***** STUDIETEKST

De tekst van art. 6 lid 1, aanhef en onder a, EVN is op zich zelf genomen duidelijk. Het verdrag schrijft immers slechts voor dat (onder meer) alle kinderen die erkend zijn (eventueel na het volgen van een bepaalde procedure) van rechtswege de nationaliteit van de ouder verkrijgen. Dat de Nederlandse wet in art. 4 lid 4 RWN in bepaalde gevallen DNA-bewijs van het vaderschap verlangt, wordt niet door art. 6 EVN verboden. De familierechtelijke erkenning van het kind geldt los van het nationaliteitsrechtelijke gevolg; slechts voor de verkrijging van de nationaliteit door het erkende kind is in bepaalde gevallen DNA-bewijs noodzakelijk. De achtergrond hiervan is het tegengaan van de nationaliteitsrechtelijke gevolgen van een eventuele schijnerkenning (zie ook onder 2.5 van deze conclusie). Dit is voldoende rechtvaardiging voor het stellen van het vereiste van DNA-bewijs.

2.28

Op grond van het voorgaande meen ik dat de tweede klacht tevergeefs is voorgesteld.

**********
***** GEGEVENSSET

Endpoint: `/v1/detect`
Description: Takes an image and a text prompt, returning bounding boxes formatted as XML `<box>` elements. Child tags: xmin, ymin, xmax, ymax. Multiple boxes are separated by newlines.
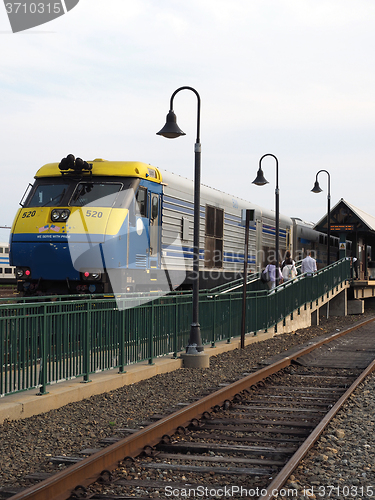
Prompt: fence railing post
<box><xmin>118</xmin><ymin>309</ymin><xmax>126</xmax><ymax>373</ymax></box>
<box><xmin>148</xmin><ymin>301</ymin><xmax>155</xmax><ymax>365</ymax></box>
<box><xmin>82</xmin><ymin>299</ymin><xmax>92</xmax><ymax>384</ymax></box>
<box><xmin>38</xmin><ymin>304</ymin><xmax>48</xmax><ymax>396</ymax></box>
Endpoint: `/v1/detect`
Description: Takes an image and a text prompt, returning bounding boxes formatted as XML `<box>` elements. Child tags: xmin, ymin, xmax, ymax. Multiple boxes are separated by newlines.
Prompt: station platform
<box><xmin>0</xmin><ymin>329</ymin><xmax>275</xmax><ymax>424</ymax></box>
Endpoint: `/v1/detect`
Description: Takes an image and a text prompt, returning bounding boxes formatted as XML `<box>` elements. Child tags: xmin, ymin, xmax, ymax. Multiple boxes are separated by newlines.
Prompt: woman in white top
<box><xmin>266</xmin><ymin>262</ymin><xmax>283</xmax><ymax>290</ymax></box>
<box><xmin>281</xmin><ymin>251</ymin><xmax>297</xmax><ymax>281</ymax></box>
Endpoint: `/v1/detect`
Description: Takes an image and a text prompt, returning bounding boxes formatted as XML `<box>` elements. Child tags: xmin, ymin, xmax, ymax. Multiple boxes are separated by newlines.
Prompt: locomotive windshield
<box><xmin>24</xmin><ymin>178</ymin><xmax>139</xmax><ymax>208</ymax></box>
<box><xmin>69</xmin><ymin>182</ymin><xmax>122</xmax><ymax>207</ymax></box>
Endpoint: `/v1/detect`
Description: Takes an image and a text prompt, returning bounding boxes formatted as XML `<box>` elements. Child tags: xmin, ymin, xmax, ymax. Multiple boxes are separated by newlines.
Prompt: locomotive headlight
<box><xmin>16</xmin><ymin>267</ymin><xmax>25</xmax><ymax>279</ymax></box>
<box><xmin>51</xmin><ymin>208</ymin><xmax>70</xmax><ymax>222</ymax></box>
<box><xmin>60</xmin><ymin>210</ymin><xmax>70</xmax><ymax>221</ymax></box>
<box><xmin>82</xmin><ymin>271</ymin><xmax>102</xmax><ymax>281</ymax></box>
<box><xmin>51</xmin><ymin>210</ymin><xmax>60</xmax><ymax>222</ymax></box>
<box><xmin>16</xmin><ymin>267</ymin><xmax>31</xmax><ymax>280</ymax></box>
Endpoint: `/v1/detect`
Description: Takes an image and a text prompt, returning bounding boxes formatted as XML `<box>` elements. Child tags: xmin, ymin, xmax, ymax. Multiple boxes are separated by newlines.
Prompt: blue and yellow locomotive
<box><xmin>10</xmin><ymin>155</ymin><xmax>340</xmax><ymax>294</ymax></box>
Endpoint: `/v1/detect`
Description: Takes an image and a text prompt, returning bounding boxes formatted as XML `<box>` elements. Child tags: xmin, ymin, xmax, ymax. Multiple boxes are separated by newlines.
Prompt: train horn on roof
<box><xmin>59</xmin><ymin>154</ymin><xmax>92</xmax><ymax>172</ymax></box>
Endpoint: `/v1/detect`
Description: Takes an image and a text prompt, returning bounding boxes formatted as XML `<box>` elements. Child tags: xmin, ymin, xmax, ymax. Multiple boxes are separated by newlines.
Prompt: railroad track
<box><xmin>7</xmin><ymin>319</ymin><xmax>375</xmax><ymax>500</ymax></box>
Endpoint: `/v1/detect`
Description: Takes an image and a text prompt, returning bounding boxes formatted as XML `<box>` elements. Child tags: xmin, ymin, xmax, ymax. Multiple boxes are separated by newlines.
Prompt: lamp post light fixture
<box><xmin>253</xmin><ymin>153</ymin><xmax>280</xmax><ymax>286</ymax></box>
<box><xmin>311</xmin><ymin>170</ymin><xmax>331</xmax><ymax>266</ymax></box>
<box><xmin>157</xmin><ymin>87</ymin><xmax>208</xmax><ymax>367</ymax></box>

**********

| OPGAVEN |
**a)** Neem uit de studietekst woordelijk alles over van "De tekst van" tot en met "vereiste van DNA-bewijs.".
**b)** Noem alle verwijzingen naar een wets- of verdragsartikel die in de studietekst voorkomen, zoals ze daar zijn opgeschreven.

| ANTWOORDEN |
**a)**
De tekst van art. 6 lid 1, aanhef en onder a, EVN is op zich zelf genomen duidelijk. Het verdrag schrijft immers slechts voor dat (onder meer) alle kinderen die erkend zijn (eventueel na het volgen van een bepaalde procedure) van rechtswege de nationaliteit van de ouder verkrijgen. Dat de Nederlandse wet in art. 4 lid 4 RWN in bepaalde gevallen DNA-bewijs van het vaderschap verlangt, wordt niet door art. 6 EVN verboden. De familierechtelijke erkenning van het kind geldt los van het nationaliteitsrechtelijke gevolg; slechts voor de verkrijging van de nationaliteit door het erkende kind is in bepaalde gevallen DNA-bewijs noodzakelijk. De achtergrond hiervan is het tegengaan van de nationaliteitsrechtelijke gevolgen van een eventuele schijnerkenning (zie ook onder 2.5 van deze conclusie). Dit is voldoende rechtvaardiging voor het stellen van het vereiste van DNA-bewijs.

**b)**
- art. 6 lid 1, aanhef en onder a, EVN
- art. 4 lid 4 RWN
- art. 6 EVN